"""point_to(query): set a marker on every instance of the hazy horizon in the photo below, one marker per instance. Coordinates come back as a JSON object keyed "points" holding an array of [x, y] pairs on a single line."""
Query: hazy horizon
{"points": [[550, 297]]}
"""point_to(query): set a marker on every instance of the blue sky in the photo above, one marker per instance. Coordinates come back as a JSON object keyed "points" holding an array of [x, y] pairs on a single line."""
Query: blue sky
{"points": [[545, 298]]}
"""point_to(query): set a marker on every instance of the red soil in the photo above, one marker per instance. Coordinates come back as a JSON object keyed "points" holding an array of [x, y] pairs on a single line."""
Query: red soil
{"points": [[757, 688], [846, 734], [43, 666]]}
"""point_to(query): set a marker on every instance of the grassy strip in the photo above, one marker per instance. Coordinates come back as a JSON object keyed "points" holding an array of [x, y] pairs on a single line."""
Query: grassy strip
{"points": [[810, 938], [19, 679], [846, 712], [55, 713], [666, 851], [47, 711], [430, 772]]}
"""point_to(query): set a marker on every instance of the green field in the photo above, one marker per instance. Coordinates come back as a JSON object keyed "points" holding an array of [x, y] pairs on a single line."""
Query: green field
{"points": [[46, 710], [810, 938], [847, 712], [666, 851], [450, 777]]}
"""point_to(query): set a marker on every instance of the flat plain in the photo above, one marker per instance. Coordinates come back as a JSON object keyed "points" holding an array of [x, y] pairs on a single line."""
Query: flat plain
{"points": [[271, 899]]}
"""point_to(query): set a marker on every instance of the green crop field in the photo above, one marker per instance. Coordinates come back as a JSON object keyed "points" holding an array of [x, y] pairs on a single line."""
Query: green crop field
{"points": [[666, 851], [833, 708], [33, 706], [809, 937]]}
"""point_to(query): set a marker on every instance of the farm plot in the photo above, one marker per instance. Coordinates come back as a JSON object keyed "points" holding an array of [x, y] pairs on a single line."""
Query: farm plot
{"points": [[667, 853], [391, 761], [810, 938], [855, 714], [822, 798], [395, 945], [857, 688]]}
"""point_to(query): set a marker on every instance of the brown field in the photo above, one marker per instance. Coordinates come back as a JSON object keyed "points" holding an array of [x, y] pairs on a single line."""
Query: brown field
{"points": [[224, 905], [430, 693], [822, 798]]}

---*---

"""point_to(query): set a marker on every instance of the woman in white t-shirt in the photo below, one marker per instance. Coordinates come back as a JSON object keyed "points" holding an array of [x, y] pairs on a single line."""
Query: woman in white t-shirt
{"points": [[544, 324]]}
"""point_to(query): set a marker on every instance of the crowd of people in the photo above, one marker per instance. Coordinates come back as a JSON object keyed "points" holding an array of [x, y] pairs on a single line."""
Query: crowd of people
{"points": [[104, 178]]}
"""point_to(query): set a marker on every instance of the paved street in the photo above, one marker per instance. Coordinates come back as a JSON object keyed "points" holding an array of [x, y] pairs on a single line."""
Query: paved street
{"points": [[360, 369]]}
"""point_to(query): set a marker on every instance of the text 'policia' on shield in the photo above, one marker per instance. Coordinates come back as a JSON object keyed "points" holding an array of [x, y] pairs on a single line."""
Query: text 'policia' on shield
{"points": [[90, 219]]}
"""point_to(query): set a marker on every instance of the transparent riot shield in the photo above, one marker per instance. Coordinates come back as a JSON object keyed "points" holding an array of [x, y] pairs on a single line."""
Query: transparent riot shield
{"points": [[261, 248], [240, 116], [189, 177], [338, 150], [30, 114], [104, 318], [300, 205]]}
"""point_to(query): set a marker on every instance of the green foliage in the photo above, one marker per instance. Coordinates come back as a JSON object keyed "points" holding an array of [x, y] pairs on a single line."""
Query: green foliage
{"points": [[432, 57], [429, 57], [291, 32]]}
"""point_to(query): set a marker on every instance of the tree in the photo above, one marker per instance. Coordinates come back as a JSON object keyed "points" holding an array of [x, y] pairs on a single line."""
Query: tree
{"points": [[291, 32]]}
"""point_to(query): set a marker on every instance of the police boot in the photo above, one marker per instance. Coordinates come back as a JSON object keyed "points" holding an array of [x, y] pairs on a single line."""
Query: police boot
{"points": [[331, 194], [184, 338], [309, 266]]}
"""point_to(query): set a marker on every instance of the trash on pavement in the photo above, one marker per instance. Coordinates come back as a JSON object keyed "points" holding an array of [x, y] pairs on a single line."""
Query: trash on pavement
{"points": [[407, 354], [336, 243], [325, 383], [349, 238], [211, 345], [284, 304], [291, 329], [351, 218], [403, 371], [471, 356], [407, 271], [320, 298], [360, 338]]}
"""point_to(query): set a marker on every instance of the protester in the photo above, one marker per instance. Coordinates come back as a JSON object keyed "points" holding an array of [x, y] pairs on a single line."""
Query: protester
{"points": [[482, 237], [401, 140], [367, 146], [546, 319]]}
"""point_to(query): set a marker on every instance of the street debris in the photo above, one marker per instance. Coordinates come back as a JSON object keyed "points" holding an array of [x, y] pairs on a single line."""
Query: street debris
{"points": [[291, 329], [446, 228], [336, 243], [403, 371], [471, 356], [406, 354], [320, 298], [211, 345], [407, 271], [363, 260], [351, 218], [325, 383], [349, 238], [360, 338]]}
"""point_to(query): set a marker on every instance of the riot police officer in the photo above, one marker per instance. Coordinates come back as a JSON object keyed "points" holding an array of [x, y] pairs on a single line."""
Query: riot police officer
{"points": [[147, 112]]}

---*---

● WHAT THIS TASK INVOLVES
Copy out word for word the lines of the data above that run from the line containing "of the street" through the line containing "Query: street debris", with both of those lines included.

● REPLY TO THE TASK
"""point_to(query): set a marker on every instance of the street debris in the photo above, one marker per instance. Coordinates come back as a JSON object keyed "points" holding an array of [x, y] pairs on a single line."""
Query: street debris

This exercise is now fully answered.